__Given request__
Show each line in the records below that contains the word "boat", copying every such line in full.

__Data rows__
☆ ☆ ☆ ☆ ☆

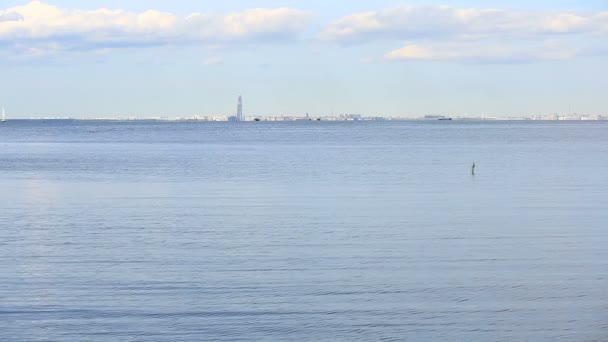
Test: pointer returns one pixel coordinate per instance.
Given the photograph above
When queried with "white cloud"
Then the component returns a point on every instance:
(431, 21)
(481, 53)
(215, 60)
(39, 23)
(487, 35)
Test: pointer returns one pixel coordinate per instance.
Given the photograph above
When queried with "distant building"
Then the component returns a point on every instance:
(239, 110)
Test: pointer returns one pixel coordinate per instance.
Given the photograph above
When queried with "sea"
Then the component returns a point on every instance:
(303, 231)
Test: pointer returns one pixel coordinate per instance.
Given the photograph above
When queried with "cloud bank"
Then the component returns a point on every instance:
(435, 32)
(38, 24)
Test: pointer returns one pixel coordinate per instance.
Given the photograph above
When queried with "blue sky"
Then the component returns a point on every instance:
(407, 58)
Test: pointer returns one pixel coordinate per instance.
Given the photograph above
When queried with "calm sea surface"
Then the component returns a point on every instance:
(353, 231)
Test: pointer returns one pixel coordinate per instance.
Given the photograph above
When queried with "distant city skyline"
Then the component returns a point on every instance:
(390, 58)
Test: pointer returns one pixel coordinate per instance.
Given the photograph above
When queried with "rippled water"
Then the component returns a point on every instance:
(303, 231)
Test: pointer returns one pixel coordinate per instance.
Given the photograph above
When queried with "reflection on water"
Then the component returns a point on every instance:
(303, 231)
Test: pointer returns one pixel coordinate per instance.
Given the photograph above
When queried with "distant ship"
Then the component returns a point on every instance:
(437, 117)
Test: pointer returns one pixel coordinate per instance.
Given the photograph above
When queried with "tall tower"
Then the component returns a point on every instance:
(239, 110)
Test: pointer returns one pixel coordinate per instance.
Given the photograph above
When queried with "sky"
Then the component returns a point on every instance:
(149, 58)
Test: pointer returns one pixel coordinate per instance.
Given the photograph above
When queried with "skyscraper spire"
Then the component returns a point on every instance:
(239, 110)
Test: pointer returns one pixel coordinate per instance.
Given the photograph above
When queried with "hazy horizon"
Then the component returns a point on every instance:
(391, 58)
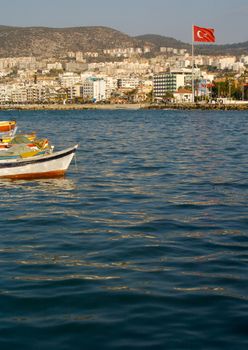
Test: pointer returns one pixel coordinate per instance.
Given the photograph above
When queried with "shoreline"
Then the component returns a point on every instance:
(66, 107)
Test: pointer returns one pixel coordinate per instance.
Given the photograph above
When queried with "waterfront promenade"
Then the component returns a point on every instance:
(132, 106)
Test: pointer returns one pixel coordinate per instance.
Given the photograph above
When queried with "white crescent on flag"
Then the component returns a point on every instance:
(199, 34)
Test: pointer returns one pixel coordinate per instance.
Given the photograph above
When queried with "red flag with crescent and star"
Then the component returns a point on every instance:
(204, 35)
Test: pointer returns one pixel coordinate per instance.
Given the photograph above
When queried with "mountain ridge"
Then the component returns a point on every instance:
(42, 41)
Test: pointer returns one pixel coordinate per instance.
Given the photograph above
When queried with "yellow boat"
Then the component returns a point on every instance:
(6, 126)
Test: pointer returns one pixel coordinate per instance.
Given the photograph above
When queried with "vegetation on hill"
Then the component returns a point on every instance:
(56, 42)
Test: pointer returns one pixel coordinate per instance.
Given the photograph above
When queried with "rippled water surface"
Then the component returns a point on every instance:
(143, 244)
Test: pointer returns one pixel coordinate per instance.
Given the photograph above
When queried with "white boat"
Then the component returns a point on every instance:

☆ ☆ ☆ ☆ ☆

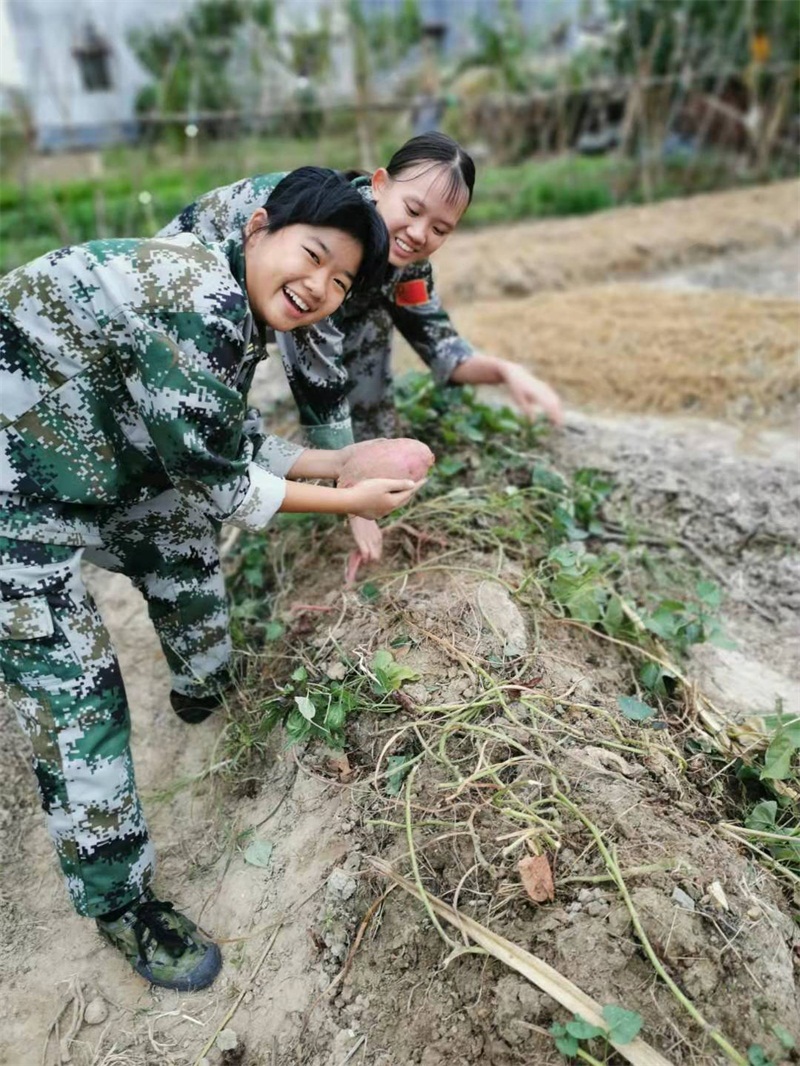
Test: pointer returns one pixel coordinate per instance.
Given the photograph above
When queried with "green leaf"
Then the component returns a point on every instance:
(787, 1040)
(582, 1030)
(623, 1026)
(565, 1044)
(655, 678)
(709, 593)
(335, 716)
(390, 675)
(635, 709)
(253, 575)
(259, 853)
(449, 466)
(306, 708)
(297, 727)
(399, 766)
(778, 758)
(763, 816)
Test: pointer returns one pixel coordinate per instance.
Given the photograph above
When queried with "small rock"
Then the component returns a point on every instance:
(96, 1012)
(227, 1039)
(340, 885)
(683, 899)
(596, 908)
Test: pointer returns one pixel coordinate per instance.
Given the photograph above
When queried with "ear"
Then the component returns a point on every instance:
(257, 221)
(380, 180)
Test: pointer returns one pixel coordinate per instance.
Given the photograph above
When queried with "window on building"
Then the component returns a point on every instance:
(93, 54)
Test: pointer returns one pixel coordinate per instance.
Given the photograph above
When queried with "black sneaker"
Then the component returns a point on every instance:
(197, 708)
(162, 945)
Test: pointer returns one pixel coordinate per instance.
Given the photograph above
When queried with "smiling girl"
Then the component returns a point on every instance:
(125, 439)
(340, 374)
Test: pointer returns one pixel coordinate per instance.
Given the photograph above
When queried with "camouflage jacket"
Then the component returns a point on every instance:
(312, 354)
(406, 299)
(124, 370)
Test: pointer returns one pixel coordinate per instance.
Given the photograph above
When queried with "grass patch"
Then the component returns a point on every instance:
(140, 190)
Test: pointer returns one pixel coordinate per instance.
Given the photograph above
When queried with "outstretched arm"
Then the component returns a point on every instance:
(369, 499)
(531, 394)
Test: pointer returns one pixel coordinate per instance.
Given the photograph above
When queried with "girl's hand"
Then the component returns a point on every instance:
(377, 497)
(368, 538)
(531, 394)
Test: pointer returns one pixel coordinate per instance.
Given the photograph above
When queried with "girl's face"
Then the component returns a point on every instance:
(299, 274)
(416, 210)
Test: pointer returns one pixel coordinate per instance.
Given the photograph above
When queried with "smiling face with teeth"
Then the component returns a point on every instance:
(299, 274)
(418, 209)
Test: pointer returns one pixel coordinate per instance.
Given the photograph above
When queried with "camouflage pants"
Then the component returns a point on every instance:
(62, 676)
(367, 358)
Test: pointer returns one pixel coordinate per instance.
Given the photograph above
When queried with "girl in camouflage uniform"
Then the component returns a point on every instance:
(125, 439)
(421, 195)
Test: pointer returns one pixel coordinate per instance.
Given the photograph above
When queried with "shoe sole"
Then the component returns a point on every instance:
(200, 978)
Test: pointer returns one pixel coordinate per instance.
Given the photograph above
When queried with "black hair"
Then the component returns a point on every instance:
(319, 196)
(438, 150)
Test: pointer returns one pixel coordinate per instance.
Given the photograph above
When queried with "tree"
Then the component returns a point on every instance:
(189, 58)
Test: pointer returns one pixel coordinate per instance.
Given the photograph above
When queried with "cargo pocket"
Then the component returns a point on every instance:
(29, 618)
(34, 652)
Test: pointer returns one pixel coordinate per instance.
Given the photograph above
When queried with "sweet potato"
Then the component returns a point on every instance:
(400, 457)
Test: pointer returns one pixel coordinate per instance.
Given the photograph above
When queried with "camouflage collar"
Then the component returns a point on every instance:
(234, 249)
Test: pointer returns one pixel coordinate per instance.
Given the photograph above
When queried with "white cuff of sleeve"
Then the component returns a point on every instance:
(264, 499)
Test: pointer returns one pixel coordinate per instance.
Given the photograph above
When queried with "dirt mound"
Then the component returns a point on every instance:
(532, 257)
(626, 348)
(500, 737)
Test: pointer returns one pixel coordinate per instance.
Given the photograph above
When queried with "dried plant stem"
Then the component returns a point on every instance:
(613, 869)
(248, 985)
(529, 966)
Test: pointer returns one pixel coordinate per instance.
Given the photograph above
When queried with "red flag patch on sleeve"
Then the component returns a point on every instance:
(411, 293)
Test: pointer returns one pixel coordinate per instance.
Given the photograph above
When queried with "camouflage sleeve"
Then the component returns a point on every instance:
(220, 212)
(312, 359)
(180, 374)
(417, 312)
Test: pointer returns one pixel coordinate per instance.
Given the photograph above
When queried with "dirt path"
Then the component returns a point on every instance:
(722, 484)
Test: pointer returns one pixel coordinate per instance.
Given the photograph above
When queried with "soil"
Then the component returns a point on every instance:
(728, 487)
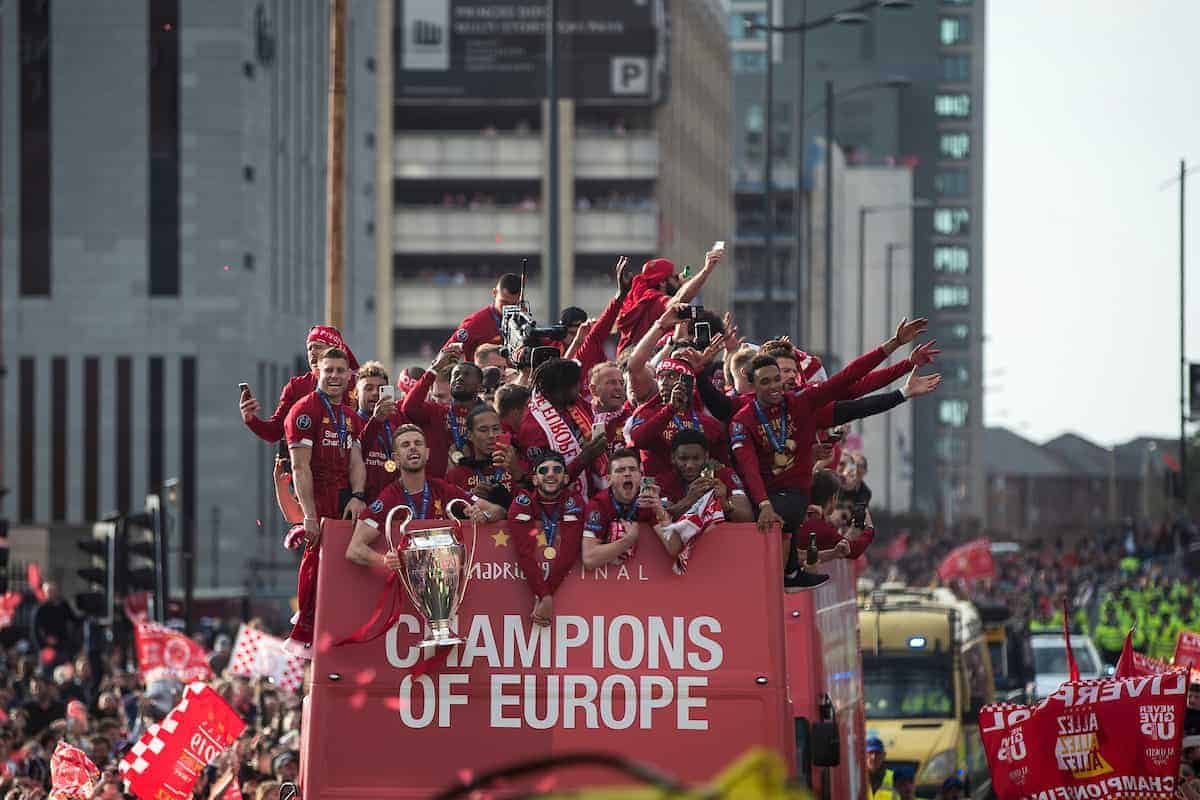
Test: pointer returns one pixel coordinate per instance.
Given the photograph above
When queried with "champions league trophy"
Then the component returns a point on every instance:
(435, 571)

☆ ☆ ☆ ☆ ☆

__Answer to the exercise__
When queried with "yellow boat"
When queried with "white boat"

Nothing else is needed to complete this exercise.